● **Set exercise**: Render the data below as a numbered list, leaving out any blank lines.

● **The records**:
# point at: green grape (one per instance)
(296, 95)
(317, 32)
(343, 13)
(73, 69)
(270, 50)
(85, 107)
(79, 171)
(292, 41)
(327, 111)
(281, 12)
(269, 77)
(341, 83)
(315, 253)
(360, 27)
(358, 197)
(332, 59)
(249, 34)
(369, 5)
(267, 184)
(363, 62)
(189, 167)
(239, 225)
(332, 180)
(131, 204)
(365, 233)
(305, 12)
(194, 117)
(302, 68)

● **Correct response**:
1. # point at: green grape (one per instance)
2. (296, 95)
3. (317, 32)
4. (343, 13)
5. (73, 69)
6. (270, 50)
7. (85, 107)
8. (79, 171)
9. (292, 41)
10. (327, 111)
11. (281, 12)
12. (269, 77)
13. (341, 83)
14. (315, 253)
15. (360, 27)
16. (358, 197)
17. (332, 59)
18. (249, 34)
19. (369, 5)
20. (267, 184)
21. (363, 62)
22. (189, 167)
23. (239, 225)
24. (332, 180)
25. (131, 204)
26. (365, 233)
27. (305, 12)
28. (194, 117)
29. (302, 68)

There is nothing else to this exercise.